Stated exercise
State the number of lines in the rows below that contain the string "segment", treating uppercase and lowercase as different. Reply with the number alone.

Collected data
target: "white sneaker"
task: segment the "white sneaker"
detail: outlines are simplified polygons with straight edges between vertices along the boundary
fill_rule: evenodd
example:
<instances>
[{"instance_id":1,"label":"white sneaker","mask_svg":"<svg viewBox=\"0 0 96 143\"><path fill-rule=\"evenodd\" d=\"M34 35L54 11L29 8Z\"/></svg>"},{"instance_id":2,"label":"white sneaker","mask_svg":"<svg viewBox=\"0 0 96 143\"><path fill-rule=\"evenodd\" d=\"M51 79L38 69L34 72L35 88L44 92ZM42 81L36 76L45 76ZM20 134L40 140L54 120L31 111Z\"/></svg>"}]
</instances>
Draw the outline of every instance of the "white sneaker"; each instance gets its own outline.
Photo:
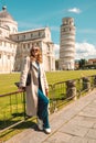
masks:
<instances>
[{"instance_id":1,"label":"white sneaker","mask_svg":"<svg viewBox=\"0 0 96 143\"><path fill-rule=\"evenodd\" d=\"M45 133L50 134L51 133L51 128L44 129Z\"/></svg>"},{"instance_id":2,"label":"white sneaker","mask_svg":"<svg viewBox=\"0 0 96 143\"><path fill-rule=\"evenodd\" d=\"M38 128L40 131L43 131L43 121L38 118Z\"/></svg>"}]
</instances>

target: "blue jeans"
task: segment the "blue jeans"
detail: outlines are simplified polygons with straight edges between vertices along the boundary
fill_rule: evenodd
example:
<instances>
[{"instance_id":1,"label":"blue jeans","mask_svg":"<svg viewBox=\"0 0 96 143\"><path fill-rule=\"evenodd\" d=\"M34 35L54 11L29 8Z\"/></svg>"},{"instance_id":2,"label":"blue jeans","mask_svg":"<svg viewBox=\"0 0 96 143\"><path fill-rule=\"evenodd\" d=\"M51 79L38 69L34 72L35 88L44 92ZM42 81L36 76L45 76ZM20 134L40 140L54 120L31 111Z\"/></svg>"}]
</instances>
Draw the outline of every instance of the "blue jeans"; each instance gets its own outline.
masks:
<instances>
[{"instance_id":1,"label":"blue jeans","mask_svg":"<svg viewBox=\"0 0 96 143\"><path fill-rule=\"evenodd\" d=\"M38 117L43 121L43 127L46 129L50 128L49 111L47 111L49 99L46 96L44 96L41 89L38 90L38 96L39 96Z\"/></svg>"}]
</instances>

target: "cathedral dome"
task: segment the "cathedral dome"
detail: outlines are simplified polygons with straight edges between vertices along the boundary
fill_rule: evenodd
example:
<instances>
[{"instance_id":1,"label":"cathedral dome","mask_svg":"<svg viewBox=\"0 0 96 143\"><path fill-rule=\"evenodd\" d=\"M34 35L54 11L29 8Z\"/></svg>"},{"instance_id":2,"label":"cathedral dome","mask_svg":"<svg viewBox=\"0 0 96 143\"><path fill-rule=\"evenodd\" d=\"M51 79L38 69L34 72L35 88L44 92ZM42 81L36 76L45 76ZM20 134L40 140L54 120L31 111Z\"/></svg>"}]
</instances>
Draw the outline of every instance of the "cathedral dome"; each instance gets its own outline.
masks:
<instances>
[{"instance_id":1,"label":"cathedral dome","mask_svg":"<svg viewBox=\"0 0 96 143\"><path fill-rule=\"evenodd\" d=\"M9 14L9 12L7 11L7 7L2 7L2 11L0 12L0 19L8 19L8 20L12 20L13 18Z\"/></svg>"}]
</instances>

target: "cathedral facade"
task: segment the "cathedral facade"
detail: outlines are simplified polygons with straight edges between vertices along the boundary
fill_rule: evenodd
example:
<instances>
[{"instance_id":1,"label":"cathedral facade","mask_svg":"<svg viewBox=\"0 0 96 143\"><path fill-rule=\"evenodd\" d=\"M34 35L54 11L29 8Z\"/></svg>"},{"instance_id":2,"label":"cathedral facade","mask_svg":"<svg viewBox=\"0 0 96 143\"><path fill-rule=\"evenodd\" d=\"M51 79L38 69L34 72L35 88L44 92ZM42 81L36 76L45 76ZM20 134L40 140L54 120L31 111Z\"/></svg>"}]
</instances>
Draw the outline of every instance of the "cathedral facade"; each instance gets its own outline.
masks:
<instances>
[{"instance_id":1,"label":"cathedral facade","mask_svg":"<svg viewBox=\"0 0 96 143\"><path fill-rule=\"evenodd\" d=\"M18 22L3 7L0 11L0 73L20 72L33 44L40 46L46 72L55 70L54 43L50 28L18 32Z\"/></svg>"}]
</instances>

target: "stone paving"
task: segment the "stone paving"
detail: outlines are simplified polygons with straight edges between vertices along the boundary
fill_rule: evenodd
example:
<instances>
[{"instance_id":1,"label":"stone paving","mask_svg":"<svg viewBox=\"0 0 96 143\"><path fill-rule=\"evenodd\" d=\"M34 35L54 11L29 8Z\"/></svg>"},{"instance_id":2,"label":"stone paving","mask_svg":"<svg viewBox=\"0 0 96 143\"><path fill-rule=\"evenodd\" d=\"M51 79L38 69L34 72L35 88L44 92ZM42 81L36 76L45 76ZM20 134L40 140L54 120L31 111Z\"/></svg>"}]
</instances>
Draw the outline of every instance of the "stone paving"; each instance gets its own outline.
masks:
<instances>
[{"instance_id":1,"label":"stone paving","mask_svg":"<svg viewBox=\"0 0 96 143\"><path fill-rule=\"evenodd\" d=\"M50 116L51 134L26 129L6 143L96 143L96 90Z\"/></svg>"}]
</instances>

Solution to the problem
5